Entries from a pointing dataset:
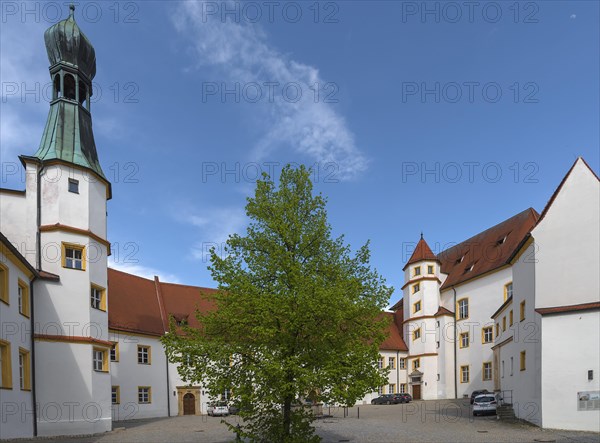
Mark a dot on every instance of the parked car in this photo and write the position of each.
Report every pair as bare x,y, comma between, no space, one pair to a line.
406,397
479,392
485,403
217,408
388,399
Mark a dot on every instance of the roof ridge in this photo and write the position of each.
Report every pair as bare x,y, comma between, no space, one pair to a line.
530,209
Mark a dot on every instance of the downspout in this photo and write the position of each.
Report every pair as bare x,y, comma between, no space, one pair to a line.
33,391
455,355
168,387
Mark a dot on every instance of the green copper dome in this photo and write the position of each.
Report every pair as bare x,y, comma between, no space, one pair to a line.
68,134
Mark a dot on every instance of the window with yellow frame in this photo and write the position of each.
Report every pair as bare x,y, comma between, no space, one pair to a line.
4,283
73,256
416,306
23,298
507,290
5,365
24,370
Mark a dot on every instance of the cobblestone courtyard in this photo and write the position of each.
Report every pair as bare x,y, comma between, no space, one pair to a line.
421,421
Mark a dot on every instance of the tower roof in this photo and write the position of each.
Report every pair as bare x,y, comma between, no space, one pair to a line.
66,43
421,252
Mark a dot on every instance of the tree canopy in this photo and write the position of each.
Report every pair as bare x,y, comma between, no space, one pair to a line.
297,315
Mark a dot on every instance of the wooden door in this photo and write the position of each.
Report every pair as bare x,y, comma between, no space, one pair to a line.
189,404
416,392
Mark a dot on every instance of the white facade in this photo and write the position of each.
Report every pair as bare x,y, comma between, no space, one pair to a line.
15,347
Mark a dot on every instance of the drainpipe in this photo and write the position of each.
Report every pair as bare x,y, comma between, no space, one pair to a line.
33,391
455,356
168,387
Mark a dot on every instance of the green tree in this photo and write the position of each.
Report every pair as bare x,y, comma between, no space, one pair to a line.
297,316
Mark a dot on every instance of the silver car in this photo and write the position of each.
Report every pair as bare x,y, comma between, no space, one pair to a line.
218,408
484,404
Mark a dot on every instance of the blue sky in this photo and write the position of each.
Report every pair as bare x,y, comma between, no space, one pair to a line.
444,123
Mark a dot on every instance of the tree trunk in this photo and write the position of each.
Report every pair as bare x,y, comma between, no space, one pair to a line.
287,417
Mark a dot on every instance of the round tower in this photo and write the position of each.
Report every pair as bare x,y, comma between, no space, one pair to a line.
421,332
73,384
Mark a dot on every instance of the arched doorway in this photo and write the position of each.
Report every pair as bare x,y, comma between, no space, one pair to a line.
189,404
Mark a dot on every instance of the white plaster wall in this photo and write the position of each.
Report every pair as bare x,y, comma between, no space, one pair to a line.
74,399
567,240
570,348
486,295
396,376
128,374
15,404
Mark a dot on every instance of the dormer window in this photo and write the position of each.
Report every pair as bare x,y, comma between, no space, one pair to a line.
74,186
501,240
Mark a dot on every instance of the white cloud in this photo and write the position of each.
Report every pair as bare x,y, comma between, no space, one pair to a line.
143,271
214,227
242,53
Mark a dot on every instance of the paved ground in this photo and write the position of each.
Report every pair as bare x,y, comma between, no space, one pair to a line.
421,421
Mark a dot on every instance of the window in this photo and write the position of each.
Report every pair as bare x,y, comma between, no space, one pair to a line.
507,291
74,186
23,297
4,283
144,394
464,374
143,355
114,352
463,308
115,395
24,370
100,360
417,334
487,370
5,365
98,298
73,256
417,307
464,340
487,335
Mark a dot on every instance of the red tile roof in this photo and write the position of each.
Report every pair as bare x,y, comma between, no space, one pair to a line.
137,304
570,308
422,252
486,251
394,341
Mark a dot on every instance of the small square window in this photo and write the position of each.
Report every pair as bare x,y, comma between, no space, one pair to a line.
74,186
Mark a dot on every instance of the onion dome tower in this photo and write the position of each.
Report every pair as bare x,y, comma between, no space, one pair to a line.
68,134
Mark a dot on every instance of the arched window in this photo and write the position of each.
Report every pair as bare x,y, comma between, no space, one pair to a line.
69,86
56,92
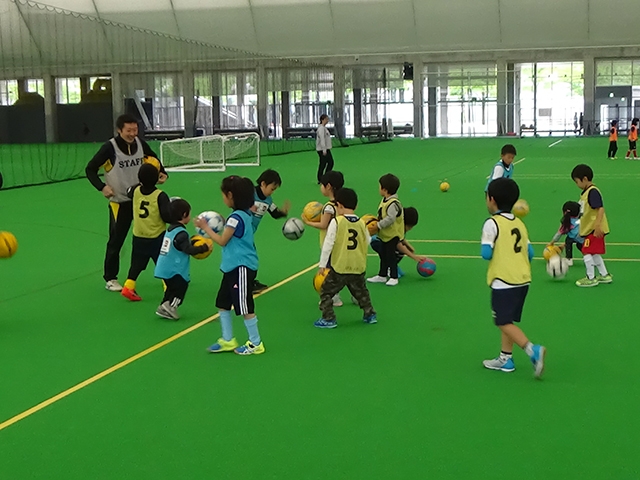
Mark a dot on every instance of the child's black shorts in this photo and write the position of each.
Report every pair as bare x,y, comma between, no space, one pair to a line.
507,304
236,290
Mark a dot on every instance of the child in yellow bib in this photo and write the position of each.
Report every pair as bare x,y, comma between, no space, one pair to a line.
151,213
390,230
593,227
505,243
330,183
346,243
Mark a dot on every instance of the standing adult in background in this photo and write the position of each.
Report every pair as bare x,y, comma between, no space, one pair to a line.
121,158
323,147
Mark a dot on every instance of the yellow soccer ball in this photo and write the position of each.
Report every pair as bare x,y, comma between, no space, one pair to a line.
319,278
198,240
521,208
312,211
8,245
551,251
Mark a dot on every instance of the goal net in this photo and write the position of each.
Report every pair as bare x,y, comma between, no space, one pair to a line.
212,153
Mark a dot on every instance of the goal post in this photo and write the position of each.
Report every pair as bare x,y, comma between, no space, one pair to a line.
211,153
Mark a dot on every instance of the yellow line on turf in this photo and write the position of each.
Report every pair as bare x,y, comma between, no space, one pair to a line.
478,257
138,356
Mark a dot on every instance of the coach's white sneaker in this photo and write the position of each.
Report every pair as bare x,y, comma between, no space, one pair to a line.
377,279
113,286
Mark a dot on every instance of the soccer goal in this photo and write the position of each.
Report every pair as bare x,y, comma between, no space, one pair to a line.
212,153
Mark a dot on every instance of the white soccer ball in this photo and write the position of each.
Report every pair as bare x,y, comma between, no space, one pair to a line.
293,228
557,267
215,220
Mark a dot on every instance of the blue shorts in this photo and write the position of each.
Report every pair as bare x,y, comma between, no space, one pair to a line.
507,304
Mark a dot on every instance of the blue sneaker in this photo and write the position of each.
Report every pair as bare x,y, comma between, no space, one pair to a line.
500,364
371,319
537,359
322,323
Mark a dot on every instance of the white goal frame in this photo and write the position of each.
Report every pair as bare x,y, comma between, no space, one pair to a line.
220,164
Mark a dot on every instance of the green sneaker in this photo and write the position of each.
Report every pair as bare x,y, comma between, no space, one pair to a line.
608,278
586,282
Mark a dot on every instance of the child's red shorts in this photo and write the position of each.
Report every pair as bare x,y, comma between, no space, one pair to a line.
593,245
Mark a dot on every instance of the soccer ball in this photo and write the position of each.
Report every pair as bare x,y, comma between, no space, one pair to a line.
312,211
8,245
319,278
293,228
557,267
198,240
426,267
520,208
215,220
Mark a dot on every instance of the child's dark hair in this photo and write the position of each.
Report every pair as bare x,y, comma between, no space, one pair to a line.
148,175
268,177
508,149
581,171
505,193
410,216
569,209
333,178
241,189
178,208
390,183
347,197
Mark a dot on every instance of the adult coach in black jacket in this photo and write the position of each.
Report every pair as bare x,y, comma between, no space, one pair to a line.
121,158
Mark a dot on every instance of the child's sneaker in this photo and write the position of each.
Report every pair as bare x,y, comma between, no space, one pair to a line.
113,286
587,282
538,360
223,346
500,364
322,323
130,294
250,349
337,301
608,278
165,310
377,279
371,319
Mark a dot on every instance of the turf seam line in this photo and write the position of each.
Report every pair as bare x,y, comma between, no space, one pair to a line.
137,356
623,244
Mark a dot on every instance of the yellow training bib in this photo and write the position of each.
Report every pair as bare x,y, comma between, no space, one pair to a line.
510,261
147,221
349,254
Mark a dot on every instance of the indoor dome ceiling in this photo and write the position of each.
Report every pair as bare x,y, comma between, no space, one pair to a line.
335,27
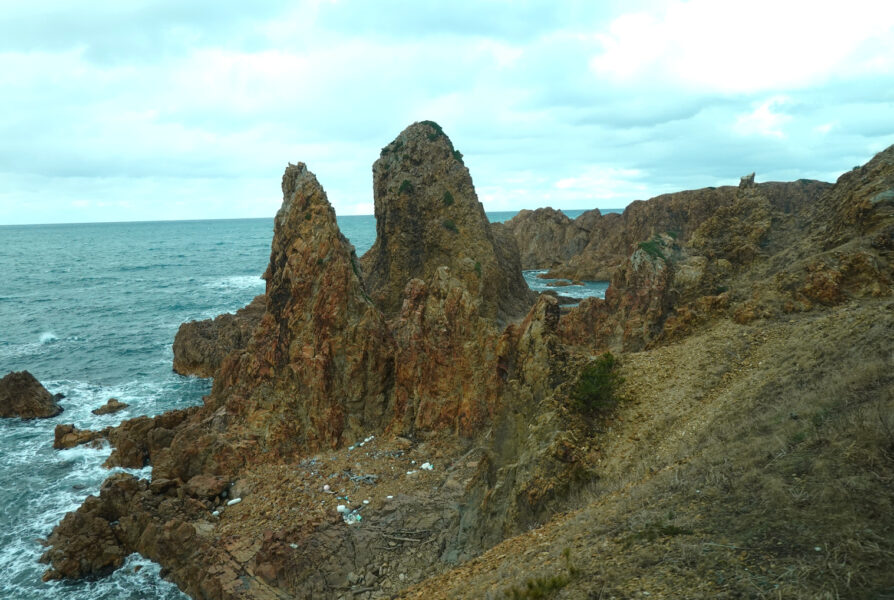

[Exercise aim]:
Extract each of the rows above that contains the word "soccer", and reproduce every such row in full.

[Exercise answer]:
Mark a dot on every instance of the yellow soccer ball in this photo and write the position of each.
Mark a dot on every instance of the soccer goal in this photo and write the position of each.
Mark a dot on every instance of the white soccer ball in this photo and write the position of each.
Mark a dot on every instance of the soccer ball in this photo and write the position of each.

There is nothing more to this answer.